- **Text for analysis**

How Young Is Too Young To Buy Your Kid a Cell Phone?
Your kid probably knows how to access all the good apps on your phone. Heck, they have probably downloaded them and shown you how to use them. The youngest generation came into a world of technology, and somehow it seems to be in their genes that they just know what to do with it. But how do you know when they are ready to own their own devices?
Let the Numbers Show …
The Berkman Center for Internet & Society at Harvard University found 78 percent of teenagers now have cell phones – more than half of them smartphones. What’s more, nearly six in 10 parents are buying phones for children as young as 10 or 11, according to a National Consumers League Survey.
Reasons for buying tweens a phone are many: education, safety and convenience. However, parents have a lot to consider when putting the power of a phone in a child’s hands. If you are thinking about getting your child a phone, there are a few things you should take into consideration. For example, what is the impetus behind buying a phone? Is it just so your child can keep in touch with her friends, running up an enormous bill from nonstop texting? Or is it for your peace of mind? Also ask:
• How responsible is your child? Can he or she take care of (read: not break or destroy) the phone?
• Can you trust your child not to text during class or disturb others with their conversation?
• Can you trust your child to use the phone in the way it was intended and not to bully or harass other kids?
• Does your child need a smart phone, or will an “old-fashioned” phone suffice?

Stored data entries

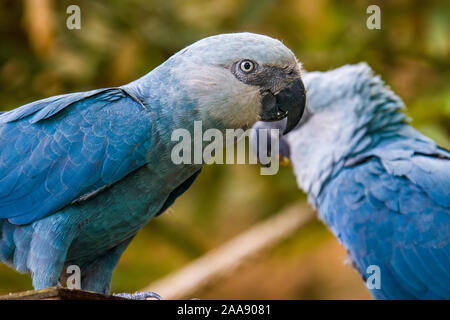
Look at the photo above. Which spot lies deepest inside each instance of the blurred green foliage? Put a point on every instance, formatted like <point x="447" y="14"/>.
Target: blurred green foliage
<point x="122" y="40"/>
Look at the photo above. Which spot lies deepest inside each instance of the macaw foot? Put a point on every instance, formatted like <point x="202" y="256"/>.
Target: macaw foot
<point x="144" y="295"/>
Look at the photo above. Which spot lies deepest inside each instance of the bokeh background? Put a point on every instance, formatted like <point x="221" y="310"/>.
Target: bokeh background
<point x="120" y="41"/>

- **Prompt 1**
Write out the part of the article on kids and cell phones from "Reasons for buying" up to and including "with their conversation?", word for word.
- **Prompt 2**
Continue the article on kids and cell phones from the point where it ends.

- **Response area 1**
Reasons for buying tweens a phone are many: education, safety and convenience. However, parents have a lot to consider when putting the power of a phone in a child’s hands. If you are thinking about getting your child a phone, there are a few things you should take into consideration. For example, what is the impetus behind buying a phone? Is it just so your child can keep in touch with her friends, running up an enormous bill from nonstop texting? Or is it for your peace of mind? Also ask:
• How responsible is your child? Can he or she take care of (read: not break or destroy) the phone?
• Can you trust your child not to text during class or disturb others with their conversation?

- **Response area 2**
• Who will pay for the monthly expenses and possible overages?
In general, parents are citing that their increasingly independent tweens use phones for keeping in touch when they are away from home. Additionally, parents who are happiest with their child’s cell phone use report that they set parameters:
• Decide when your child may have their phone; many parents do not allow their children to take the phone to school
• Discuss the plan’s limits with your child in terms of minutes, text and data allowances
• Set guidelines for whom will pay for any overage charges
• If you get a child a smartphone, work with the company to set parental controls, which can keep your tween from downloading inappropriate applications or looking at adult material online
Only you will know when the time is right to buy your kid a phone. Obviously, a texting toddler may be pushing the envelope. However, a responsible young adult who understands how to appropriately use a phone can help give parents peace of mind.